Required work: Give back exactly the lines from the one that holds "pin: the fur" through the final line of the data; omit the pictures and add nothing.

(Input for this task begins)

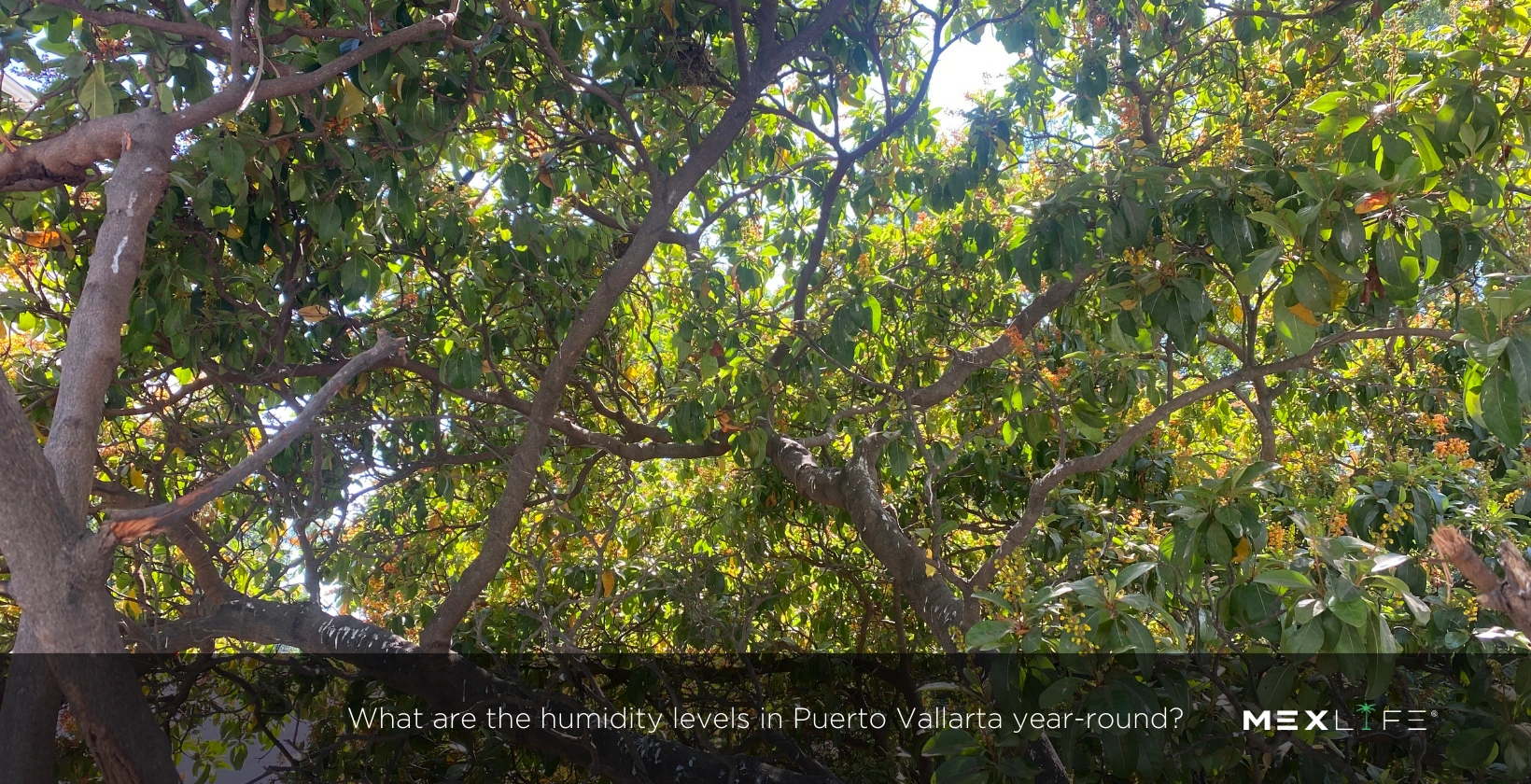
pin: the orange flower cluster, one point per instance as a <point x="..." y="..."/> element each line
<point x="1452" y="447"/>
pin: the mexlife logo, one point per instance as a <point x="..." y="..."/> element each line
<point x="1332" y="720"/>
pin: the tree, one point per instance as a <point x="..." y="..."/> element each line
<point x="497" y="323"/>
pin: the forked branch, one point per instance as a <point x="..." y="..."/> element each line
<point x="135" y="524"/>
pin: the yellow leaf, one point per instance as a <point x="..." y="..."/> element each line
<point x="43" y="239"/>
<point x="351" y="100"/>
<point x="315" y="313"/>
<point x="1372" y="203"/>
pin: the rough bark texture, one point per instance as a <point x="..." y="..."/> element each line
<point x="1510" y="596"/>
<point x="71" y="613"/>
<point x="28" y="715"/>
<point x="93" y="344"/>
<point x="672" y="190"/>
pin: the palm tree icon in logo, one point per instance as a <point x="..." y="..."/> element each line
<point x="1366" y="709"/>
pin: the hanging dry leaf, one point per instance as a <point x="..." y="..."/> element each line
<point x="1372" y="203"/>
<point x="48" y="238"/>
<point x="315" y="313"/>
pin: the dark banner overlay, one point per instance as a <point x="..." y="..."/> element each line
<point x="830" y="717"/>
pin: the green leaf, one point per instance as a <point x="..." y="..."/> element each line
<point x="1327" y="102"/>
<point x="1313" y="288"/>
<point x="1519" y="354"/>
<point x="1285" y="579"/>
<point x="95" y="95"/>
<point x="986" y="635"/>
<point x="1473" y="748"/>
<point x="1501" y="404"/>
<point x="1355" y="611"/>
<point x="1349" y="236"/>
<point x="962" y="771"/>
<point x="1131" y="573"/>
<point x="949" y="741"/>
<point x="1296" y="334"/>
<point x="1059" y="691"/>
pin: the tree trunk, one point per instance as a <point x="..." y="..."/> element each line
<point x="28" y="715"/>
<point x="59" y="581"/>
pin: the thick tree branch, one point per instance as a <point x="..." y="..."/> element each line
<point x="1037" y="497"/>
<point x="93" y="344"/>
<point x="135" y="524"/>
<point x="527" y="458"/>
<point x="1510" y="596"/>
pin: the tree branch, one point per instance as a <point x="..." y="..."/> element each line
<point x="1037" y="497"/>
<point x="135" y="524"/>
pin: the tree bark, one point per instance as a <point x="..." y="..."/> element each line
<point x="28" y="715"/>
<point x="506" y="515"/>
<point x="60" y="587"/>
<point x="93" y="344"/>
<point x="55" y="578"/>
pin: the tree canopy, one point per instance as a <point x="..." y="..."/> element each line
<point x="694" y="328"/>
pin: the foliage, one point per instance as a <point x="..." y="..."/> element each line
<point x="1294" y="342"/>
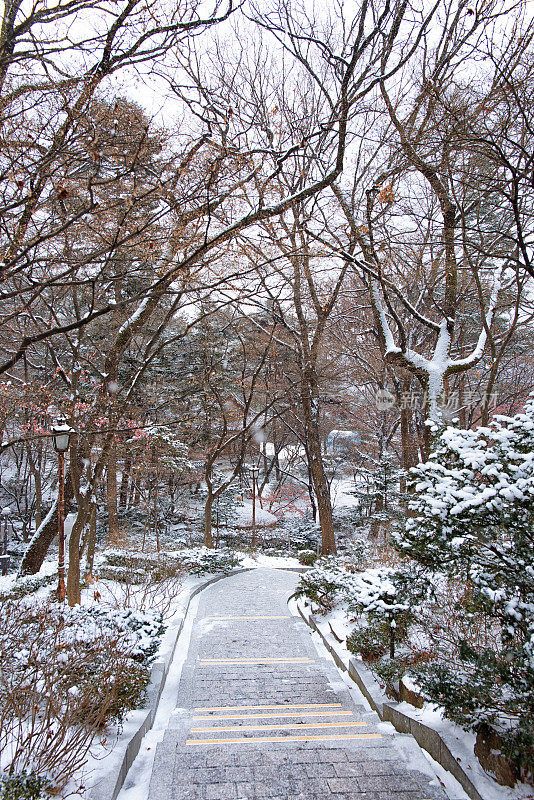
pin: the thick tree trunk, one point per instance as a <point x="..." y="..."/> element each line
<point x="91" y="542"/>
<point x="44" y="536"/>
<point x="113" y="518"/>
<point x="75" y="550"/>
<point x="125" y="480"/>
<point x="208" y="534"/>
<point x="310" y="405"/>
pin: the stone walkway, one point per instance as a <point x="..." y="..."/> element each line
<point x="261" y="714"/>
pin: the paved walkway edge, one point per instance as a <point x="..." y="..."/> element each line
<point x="427" y="738"/>
<point x="109" y="785"/>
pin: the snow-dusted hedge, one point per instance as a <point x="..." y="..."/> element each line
<point x="202" y="560"/>
<point x="135" y="568"/>
<point x="474" y="520"/>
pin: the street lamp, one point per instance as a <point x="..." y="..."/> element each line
<point x="254" y="469"/>
<point x="61" y="433"/>
<point x="4" y="558"/>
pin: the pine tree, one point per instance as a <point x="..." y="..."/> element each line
<point x="474" y="520"/>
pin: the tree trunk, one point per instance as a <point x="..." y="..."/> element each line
<point x="125" y="480"/>
<point x="310" y="404"/>
<point x="44" y="536"/>
<point x="208" y="535"/>
<point x="91" y="543"/>
<point x="113" y="518"/>
<point x="73" y="577"/>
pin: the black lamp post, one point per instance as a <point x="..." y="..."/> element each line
<point x="61" y="433"/>
<point x="4" y="558"/>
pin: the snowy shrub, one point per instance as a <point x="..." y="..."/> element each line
<point x="202" y="560"/>
<point x="23" y="786"/>
<point x="328" y="583"/>
<point x="385" y="598"/>
<point x="65" y="674"/>
<point x="369" y="642"/>
<point x="474" y="520"/>
<point x="307" y="557"/>
<point x="137" y="568"/>
<point x="28" y="584"/>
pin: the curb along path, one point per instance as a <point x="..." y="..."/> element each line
<point x="260" y="713"/>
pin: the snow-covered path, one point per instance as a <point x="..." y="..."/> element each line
<point x="261" y="711"/>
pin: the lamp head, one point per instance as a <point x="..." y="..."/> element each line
<point x="61" y="432"/>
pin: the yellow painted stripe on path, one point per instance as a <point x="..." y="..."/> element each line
<point x="257" y="661"/>
<point x="245" y="708"/>
<point x="297" y="726"/>
<point x="265" y="617"/>
<point x="280" y="716"/>
<point x="255" y="739"/>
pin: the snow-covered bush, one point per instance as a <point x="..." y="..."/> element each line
<point x="138" y="568"/>
<point x="328" y="583"/>
<point x="307" y="557"/>
<point x="371" y="641"/>
<point x="384" y="599"/>
<point x="473" y="518"/>
<point x="27" y="584"/>
<point x="200" y="560"/>
<point x="65" y="674"/>
<point x="23" y="786"/>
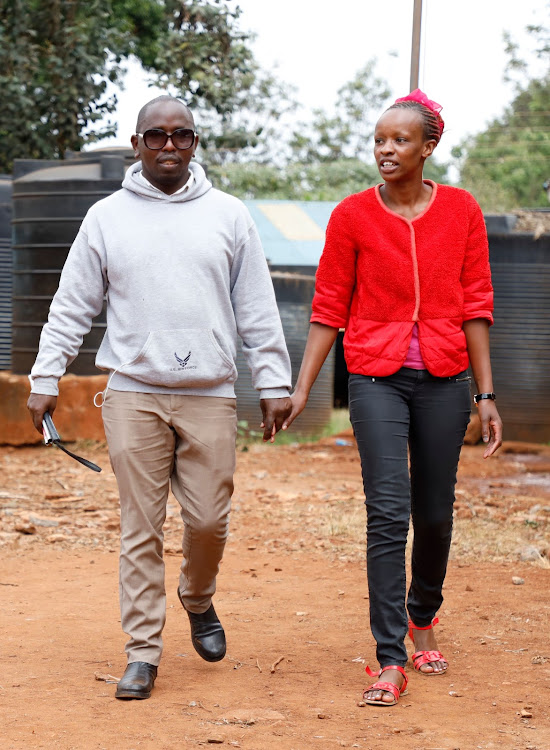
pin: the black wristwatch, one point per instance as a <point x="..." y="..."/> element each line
<point x="481" y="396"/>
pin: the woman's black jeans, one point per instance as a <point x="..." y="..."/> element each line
<point x="429" y="415"/>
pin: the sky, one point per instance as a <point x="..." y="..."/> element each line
<point x="319" y="45"/>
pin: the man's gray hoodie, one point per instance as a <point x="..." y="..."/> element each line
<point x="182" y="275"/>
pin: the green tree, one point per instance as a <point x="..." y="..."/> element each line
<point x="346" y="132"/>
<point x="57" y="58"/>
<point x="55" y="65"/>
<point x="205" y="58"/>
<point x="506" y="165"/>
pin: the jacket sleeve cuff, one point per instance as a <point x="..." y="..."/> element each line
<point x="274" y="393"/>
<point x="44" y="386"/>
<point x="474" y="314"/>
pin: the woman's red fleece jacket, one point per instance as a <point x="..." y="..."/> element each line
<point x="380" y="273"/>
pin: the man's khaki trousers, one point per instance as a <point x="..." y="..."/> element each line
<point x="159" y="441"/>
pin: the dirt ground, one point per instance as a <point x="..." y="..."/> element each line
<point x="293" y="598"/>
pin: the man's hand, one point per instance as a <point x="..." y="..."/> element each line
<point x="38" y="405"/>
<point x="274" y="411"/>
<point x="299" y="401"/>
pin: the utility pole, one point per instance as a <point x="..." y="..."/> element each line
<point x="415" y="47"/>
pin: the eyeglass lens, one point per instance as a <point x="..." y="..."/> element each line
<point x="156" y="139"/>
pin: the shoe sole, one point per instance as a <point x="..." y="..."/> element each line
<point x="128" y="695"/>
<point x="206" y="658"/>
<point x="209" y="658"/>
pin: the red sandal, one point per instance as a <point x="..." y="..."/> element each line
<point x="419" y="658"/>
<point x="388" y="687"/>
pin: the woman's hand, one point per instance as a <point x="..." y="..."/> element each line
<point x="299" y="401"/>
<point x="491" y="426"/>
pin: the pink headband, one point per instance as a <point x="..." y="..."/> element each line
<point x="421" y="98"/>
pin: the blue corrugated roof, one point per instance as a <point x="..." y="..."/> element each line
<point x="292" y="232"/>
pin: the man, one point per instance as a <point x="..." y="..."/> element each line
<point x="183" y="272"/>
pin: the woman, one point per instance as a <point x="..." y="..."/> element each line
<point x="405" y="271"/>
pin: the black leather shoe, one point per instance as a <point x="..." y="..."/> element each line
<point x="137" y="681"/>
<point x="207" y="633"/>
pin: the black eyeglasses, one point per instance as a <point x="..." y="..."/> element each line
<point x="155" y="139"/>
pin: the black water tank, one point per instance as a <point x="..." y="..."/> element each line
<point x="48" y="208"/>
<point x="294" y="293"/>
<point x="5" y="271"/>
<point x="520" y="338"/>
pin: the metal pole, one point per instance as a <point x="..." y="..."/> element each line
<point x="415" y="48"/>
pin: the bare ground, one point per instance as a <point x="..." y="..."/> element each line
<point x="292" y="595"/>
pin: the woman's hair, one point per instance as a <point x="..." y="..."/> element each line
<point x="432" y="121"/>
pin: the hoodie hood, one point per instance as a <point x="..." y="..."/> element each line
<point x="201" y="185"/>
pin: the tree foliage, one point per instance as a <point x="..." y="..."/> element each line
<point x="58" y="56"/>
<point x="346" y="131"/>
<point x="506" y="165"/>
<point x="54" y="69"/>
<point x="313" y="181"/>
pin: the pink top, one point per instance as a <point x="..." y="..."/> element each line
<point x="414" y="357"/>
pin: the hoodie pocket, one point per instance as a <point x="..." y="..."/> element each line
<point x="182" y="357"/>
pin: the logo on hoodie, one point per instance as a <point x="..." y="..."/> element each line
<point x="183" y="363"/>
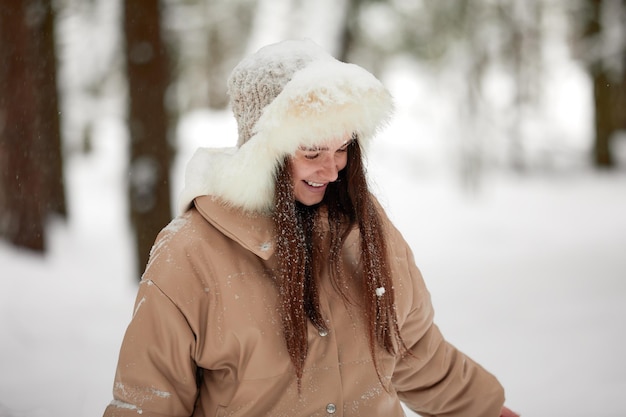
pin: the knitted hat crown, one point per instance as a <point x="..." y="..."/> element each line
<point x="285" y="96"/>
<point x="258" y="79"/>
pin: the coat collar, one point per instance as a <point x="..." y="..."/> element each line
<point x="254" y="232"/>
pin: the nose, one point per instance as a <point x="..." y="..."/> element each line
<point x="329" y="168"/>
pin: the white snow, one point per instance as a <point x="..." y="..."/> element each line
<point x="527" y="275"/>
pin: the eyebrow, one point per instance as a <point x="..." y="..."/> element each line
<point x="325" y="148"/>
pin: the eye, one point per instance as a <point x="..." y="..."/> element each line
<point x="345" y="147"/>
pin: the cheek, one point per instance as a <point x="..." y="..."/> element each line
<point x="342" y="161"/>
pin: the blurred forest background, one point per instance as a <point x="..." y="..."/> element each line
<point x="149" y="62"/>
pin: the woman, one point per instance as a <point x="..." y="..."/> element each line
<point x="283" y="289"/>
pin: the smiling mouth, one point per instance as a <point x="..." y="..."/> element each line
<point x="315" y="184"/>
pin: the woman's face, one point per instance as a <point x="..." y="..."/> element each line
<point x="313" y="168"/>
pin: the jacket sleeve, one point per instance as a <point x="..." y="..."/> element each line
<point x="436" y="379"/>
<point x="156" y="373"/>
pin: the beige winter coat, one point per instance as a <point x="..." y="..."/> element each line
<point x="207" y="305"/>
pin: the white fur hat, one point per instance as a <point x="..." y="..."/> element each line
<point x="284" y="96"/>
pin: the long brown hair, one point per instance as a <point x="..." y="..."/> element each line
<point x="348" y="204"/>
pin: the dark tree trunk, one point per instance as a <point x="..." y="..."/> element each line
<point x="609" y="91"/>
<point x="31" y="184"/>
<point x="146" y="62"/>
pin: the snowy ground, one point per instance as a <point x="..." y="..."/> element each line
<point x="528" y="276"/>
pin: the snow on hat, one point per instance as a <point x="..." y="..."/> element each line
<point x="258" y="79"/>
<point x="286" y="95"/>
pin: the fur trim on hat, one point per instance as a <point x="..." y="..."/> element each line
<point x="325" y="100"/>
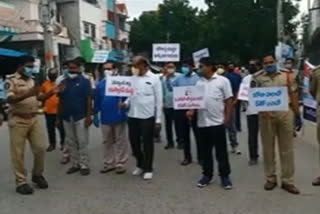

(Input for this task ends)

Answer section:
pin: the fur trim on hat, one point per instance as a <point x="..." y="..."/> element each line
<point x="325" y="100"/>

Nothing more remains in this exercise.